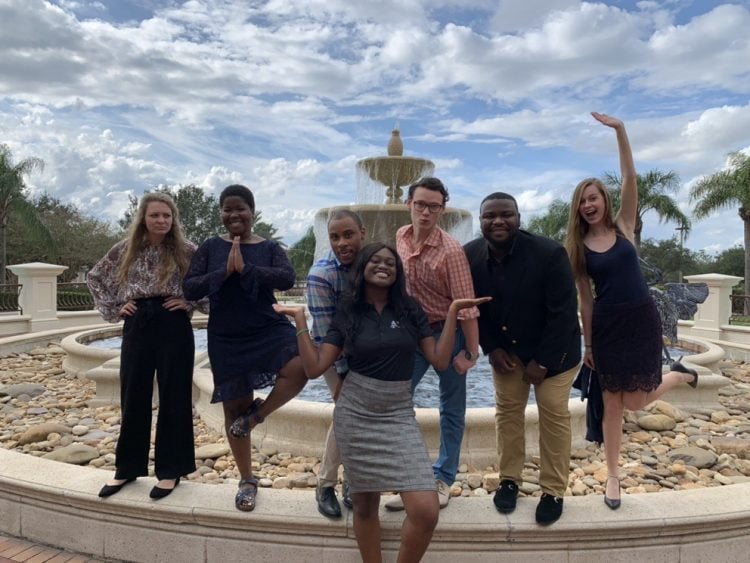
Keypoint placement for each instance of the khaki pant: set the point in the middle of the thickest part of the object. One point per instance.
(552, 395)
(328, 475)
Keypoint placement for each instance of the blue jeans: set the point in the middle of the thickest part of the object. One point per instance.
(452, 410)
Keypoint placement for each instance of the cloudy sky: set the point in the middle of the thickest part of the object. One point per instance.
(117, 96)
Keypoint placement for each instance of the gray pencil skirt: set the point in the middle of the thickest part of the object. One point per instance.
(381, 445)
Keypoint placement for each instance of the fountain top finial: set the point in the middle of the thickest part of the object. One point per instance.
(395, 144)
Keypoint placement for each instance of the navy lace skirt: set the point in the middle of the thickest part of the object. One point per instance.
(627, 345)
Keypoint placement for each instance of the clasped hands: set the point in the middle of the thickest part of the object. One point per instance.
(533, 373)
(170, 304)
(235, 262)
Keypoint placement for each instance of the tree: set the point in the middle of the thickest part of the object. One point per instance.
(13, 202)
(669, 258)
(80, 240)
(727, 188)
(302, 253)
(552, 224)
(654, 188)
(730, 262)
(265, 230)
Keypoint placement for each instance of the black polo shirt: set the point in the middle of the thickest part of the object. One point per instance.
(383, 348)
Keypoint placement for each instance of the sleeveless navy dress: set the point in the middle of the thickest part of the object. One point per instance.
(626, 330)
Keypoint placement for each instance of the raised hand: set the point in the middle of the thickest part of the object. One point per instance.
(289, 310)
(129, 309)
(468, 303)
(607, 120)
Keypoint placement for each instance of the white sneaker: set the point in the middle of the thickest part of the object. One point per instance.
(395, 503)
(444, 493)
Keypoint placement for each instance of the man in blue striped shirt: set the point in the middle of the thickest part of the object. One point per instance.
(326, 283)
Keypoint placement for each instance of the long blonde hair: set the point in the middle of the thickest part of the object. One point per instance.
(578, 227)
(175, 256)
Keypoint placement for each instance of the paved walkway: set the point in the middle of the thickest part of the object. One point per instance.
(13, 550)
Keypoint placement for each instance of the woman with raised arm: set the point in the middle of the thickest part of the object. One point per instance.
(140, 281)
(249, 345)
(378, 327)
(621, 326)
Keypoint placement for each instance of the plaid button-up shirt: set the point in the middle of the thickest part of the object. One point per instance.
(326, 281)
(437, 272)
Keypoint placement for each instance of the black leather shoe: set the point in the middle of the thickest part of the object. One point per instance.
(613, 503)
(158, 493)
(328, 504)
(549, 509)
(505, 496)
(109, 490)
(677, 366)
(346, 496)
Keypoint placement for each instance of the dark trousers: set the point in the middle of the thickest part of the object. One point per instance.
(156, 340)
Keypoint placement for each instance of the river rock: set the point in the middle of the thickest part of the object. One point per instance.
(40, 432)
(656, 422)
(695, 456)
(211, 451)
(77, 454)
(731, 445)
(29, 389)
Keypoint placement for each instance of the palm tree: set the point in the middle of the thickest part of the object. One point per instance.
(727, 188)
(654, 188)
(13, 200)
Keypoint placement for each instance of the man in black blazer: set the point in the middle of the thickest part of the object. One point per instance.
(530, 332)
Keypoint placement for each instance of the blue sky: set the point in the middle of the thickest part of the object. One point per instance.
(285, 96)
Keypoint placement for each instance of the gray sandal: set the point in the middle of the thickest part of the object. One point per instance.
(245, 498)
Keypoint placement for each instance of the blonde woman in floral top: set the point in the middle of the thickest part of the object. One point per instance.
(140, 281)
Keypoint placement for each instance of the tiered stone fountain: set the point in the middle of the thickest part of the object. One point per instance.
(383, 218)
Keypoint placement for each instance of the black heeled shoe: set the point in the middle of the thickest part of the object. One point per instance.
(613, 503)
(158, 493)
(244, 423)
(677, 366)
(109, 490)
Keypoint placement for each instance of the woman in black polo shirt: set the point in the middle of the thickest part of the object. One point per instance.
(378, 327)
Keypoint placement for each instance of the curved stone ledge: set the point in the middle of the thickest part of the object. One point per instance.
(53, 503)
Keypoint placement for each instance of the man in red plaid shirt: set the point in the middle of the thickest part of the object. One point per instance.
(437, 272)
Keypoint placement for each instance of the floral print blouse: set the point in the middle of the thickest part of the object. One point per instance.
(142, 281)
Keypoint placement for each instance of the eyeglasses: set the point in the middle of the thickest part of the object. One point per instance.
(421, 206)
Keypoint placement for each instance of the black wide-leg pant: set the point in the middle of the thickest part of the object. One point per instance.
(161, 341)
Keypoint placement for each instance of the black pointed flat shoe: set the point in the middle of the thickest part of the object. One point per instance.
(159, 493)
(613, 503)
(677, 366)
(109, 490)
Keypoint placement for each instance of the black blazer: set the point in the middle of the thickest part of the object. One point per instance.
(534, 311)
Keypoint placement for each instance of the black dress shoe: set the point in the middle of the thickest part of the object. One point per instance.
(549, 509)
(328, 504)
(677, 366)
(613, 503)
(109, 490)
(346, 496)
(505, 496)
(157, 492)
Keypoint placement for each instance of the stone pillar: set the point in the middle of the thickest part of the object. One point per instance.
(38, 297)
(717, 308)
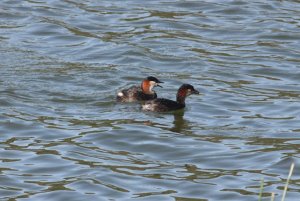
---------------
▸ **Description of the task**: Restate all the material verbatim; omit every picture.

▸ **Exercise result**:
Keypoint placement for each instance of the khaki pant: set the point in the middle of the thickest part of the object. One point per instance.
(552, 395)
(328, 475)
Keypoint placement for each instance of the blue jeans: set the point in the middle of the thickest part of the object. One point per instance.
(452, 410)
Keypoint placement for each instance of the cloudy sky: set the point in the middle of the thickest part of the object. One point per instance.
(117, 96)
Keypoint placement for each instance of the gray pencil skirt: set the point in the middle of the thickest part of the object. One point per instance.
(381, 445)
Keypoint placement for each instance of the fountain top finial: set the point in the middle of the thickest part of the object. One point per instance.
(395, 144)
Keypoint placement for each instance of the navy lace skirt: set the point in the middle of the thickest part of the object. One point per instance.
(627, 345)
Keypoint placement for each instance of the clasped hands: set the point in the middle of the thickest part of the object. One point per instance.
(533, 373)
(170, 304)
(235, 262)
Keypoint placement for each instance of the tree: set the point in the middle of the thickest part of the object. One point per instance.
(13, 202)
(669, 258)
(80, 240)
(727, 188)
(302, 253)
(552, 224)
(654, 188)
(730, 262)
(265, 230)
Keypoint placement for each instance of the black polo shirt: set the point in the middle of the thickest part of the object. One point per instance.
(383, 348)
Keypoint placement for each instance of the sleeveless navy dress: set the point in the middle of the thickest part of the object. One point per instance.
(626, 330)
Keypoint placement for each instance of the raised hand: set the point in the middle of the thickest part of the object. One point per instance.
(289, 310)
(129, 309)
(468, 303)
(607, 120)
Keypoint placement for each instance of the white sneaker: set the point in the middle of the thickest part of the object. One point per instance.
(395, 503)
(444, 493)
Keypoint placement for each instance of the man in blue striped shirt: set the point in the middle of the thickest part of the object. One point per instance.
(326, 283)
Keypoint placement for each instance of the long blonde hair: set the point in the middle of the thickest part of the object. One point per instance.
(578, 227)
(175, 256)
Keypoint placement for each instance of the paved walkway: set the point in the middle of the thickest part of the object. One point per instance.
(13, 550)
Keypoint placement for each instance of the woman with raised arm: set the point in the middle of the thickest part of the object. One point per instance.
(140, 281)
(249, 345)
(378, 327)
(621, 326)
Keypoint placement for each instance of the plaid button-up shirt: set the point in the middle of the thickest part of the object. One point per instance.
(326, 281)
(437, 272)
Keypoint placement for each instance of the black leather shoe: set the point in the middle of the thickest part of the object. One point per instance.
(613, 503)
(158, 493)
(328, 504)
(549, 509)
(505, 496)
(109, 490)
(677, 366)
(346, 496)
Keypoint placement for each instance of the dark trousers: set the point in the middle of the thickest part of the object. One point per instance.
(156, 340)
Keypoint placement for each instance of the river rock: set the point in the middle of the thickest part of the object. One point per instance.
(40, 432)
(656, 422)
(695, 456)
(211, 451)
(77, 454)
(731, 445)
(29, 389)
Keypoint placement for each instance of the palm tree: set the point in the middle of the thickest part of the object. One point per instance.
(727, 188)
(654, 188)
(13, 200)
Keypoint placement for each instance of the man in black blazer: set the point in the middle of the thickest part of the object. One point per instance.
(530, 332)
Keypoint placement for each instance of the blue sky: set the point in the middle of the thickest part of the object. One point per instance.
(285, 96)
Keypoint placement for each instance of the gray sandal: set the point in the middle of the thickest part of the object. One point per instance.
(245, 498)
Keypoint placement for each instance of the blonde woman in floral top: set the point in the middle of the thickest part of the object. One point per instance.
(140, 281)
Keypoint placement for each instance of the tiered stone fountain: set the point in the middle of the thickest part of the object. One point per instance.
(383, 218)
Keypoint placement for each instance of the black heeled shoe: set the point in the middle of the thickest part of the object. One point per instance.
(613, 503)
(158, 493)
(244, 423)
(677, 366)
(109, 490)
Keypoint placement for each instance of the woman in black polo shirt: set the point in the middle of the thickest part of the object. One point per instance.
(378, 327)
Keypoint placement for each instance of the curved stone ledge: set the point in the middle of the thickest part of the object. One point per instance.
(53, 503)
Keypoint placement for each instance of the man in red plaid shirt: set the point in the middle of the thickest part of the object. One point per instance.
(437, 272)
Keypoint placement for each instance of the floral print blouse: set the point in the middle of the thickest part of the object. One point per instance.
(142, 281)
Keypoint placement for each instance of the eyeglasses: set the point in the middle of the thickest part of the object. One point per instance.
(421, 206)
Keypoint placement for each instance of the black wide-leg pant: set the point in the middle of the thickest part of the object. One point per instance.
(161, 341)
Keypoint placement for each instance of the black pointed flat shoe: set the point in the middle of the thickest part of the object. One point per instance.
(159, 493)
(613, 503)
(677, 366)
(109, 490)
Keypoint placement for each instance of the black blazer: set the point in the middle of the thickest part of the object. One point per instance.
(534, 311)
Keypoint placement for each instance of the black dress shoe: set the point in the middle of the thickest part of the object. One point per instance.
(549, 509)
(328, 504)
(677, 366)
(613, 503)
(109, 490)
(346, 496)
(505, 496)
(157, 492)
Keypoint placement for each instance of the stone pillar: set the point in the middle of the thickest part of the object. One point per instance.
(38, 297)
(717, 308)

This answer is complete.